歴史的な衣服を展示してある博物館などに、
足を運んでみてはどうでしょうか?

そんな日本の服装の歴史が学べる場所を、
いくつか紹介します。

時期によって展示内容は変わるので、
事前に確認するようにしてください。

●青梅きもの博物館
http://www.omekimono.jp/

●日本きもの文化美術館
http://nmkb.jp/

●文化学園服飾博物館
https://museum.bunka.ac.jp/

また、未就園児など、
まだまだ衣替えが何なのかすらわかっていない、
というお子さんには、
歴史の説明は難しいですよね。

そこでまずは、
実際に様々な職業の制服を、
衣替えのタイミングで見に行ってはどうでしょう。

例えば、
警察官やデパートの店員さんなどは、
衣替えを機に一斉に制服が替わります。

身近なところでは、
コンビニやスーパーの店員さんも
制服が変わるお店もありますよね。

その時の実際の気温や天気を絡めながら、
「これから季節が変わる」
ということを説明してみてください。

手持ちの服を季節ごとに並べてみて、

「どっちのほうがフワフワで暖かそうかな?」
「どっちの色が涼しそうに見える?」

など、
生地や色による季節感の違いを、
比べてみるのもいいですよ。

衣替えをする意味は?歴史や由来を子供にわかりやすく伝える方法! まとめ

衣替えをする意味や、
歴史や由来
について紹介していきましたが、
いかがでしたか?

普段当たり前のように行っている衣替えですが、
その歴史は古く、
“四季”のある日本には、
欠かせない風習だということがわかります。

衣替えによる衣服の機能性や、
デザインによる季節感の違いを、
子供と一緒に確認してみてください。

元データ
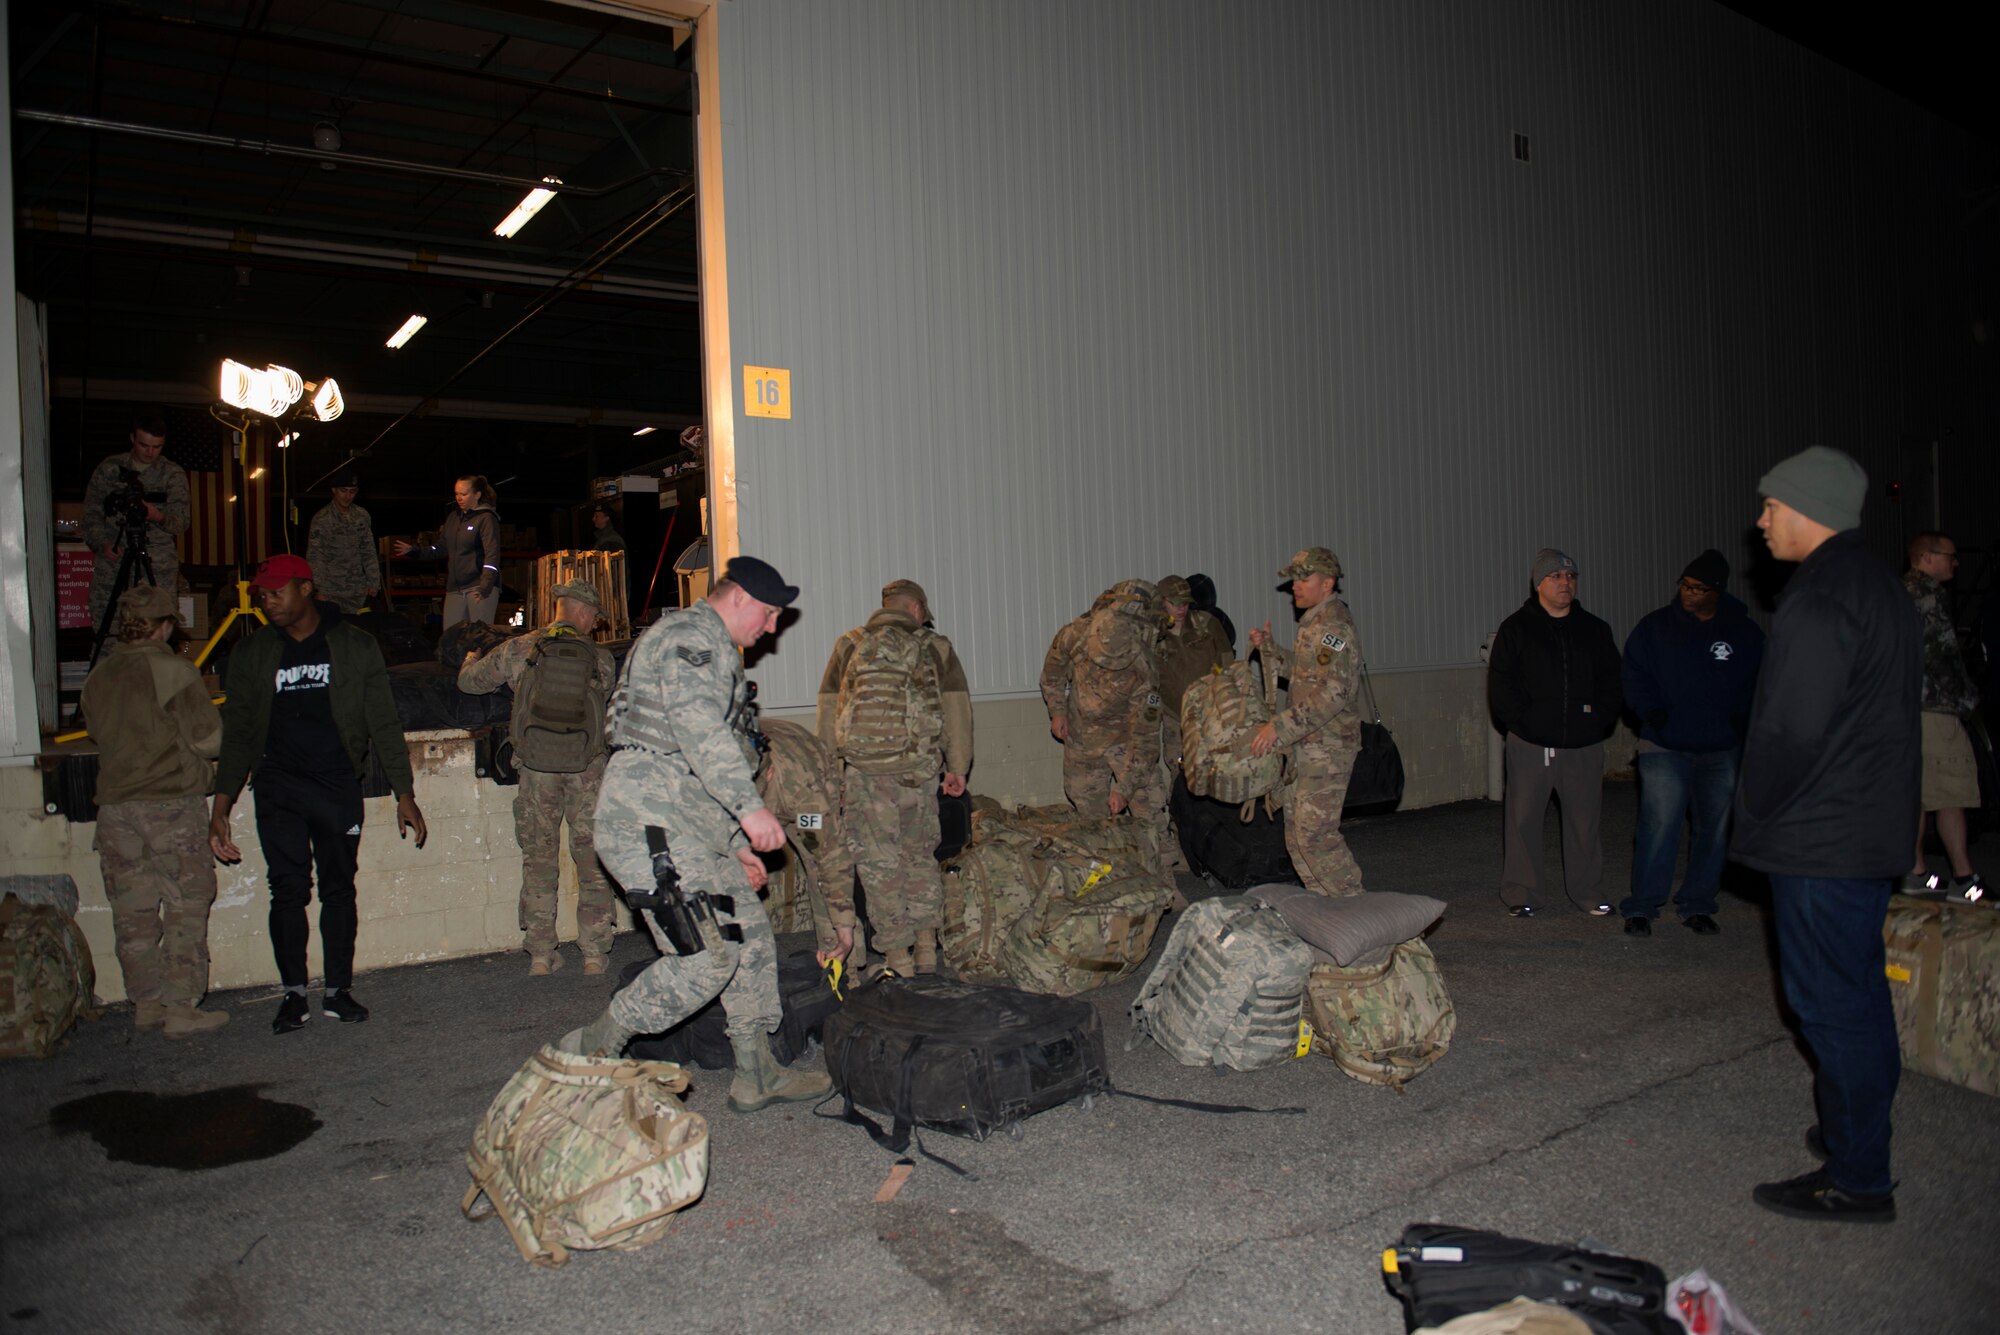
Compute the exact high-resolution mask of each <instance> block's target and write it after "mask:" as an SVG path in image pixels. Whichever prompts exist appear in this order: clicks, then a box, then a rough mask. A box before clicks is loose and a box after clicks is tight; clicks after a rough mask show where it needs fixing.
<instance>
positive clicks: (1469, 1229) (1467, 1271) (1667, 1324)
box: [1382, 1223, 1686, 1335]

課題一覧
A) 次の(i)～(iii)の記述が提示文の内容と一致するかどうかを判定してください。各記述に「はい」または「いいえ」で答え、判断の根拠となる提示文の語句を原文のまま引用してください。
(i) 博物館の展示内容は時期によって変わる。
(ii) 警察官の制服は、衣替えの時期になっても替わらない。
(iii) 未就園児には、まず衣替えの歴史を説明するのがよいとされている。
B) 提示文では、衣替えは日本にとってどのような風習だと述べられていますか。

解答一覧
A)
(i) はい。「時期によって展示内容は変わる」
(ii) いいえ。「衣替えを機に一斉に制服が替わります」
(iii) いいえ。「歴史の説明は難しいですよね」

B) “四季”のある日本には欠かせない風習だと述べられています。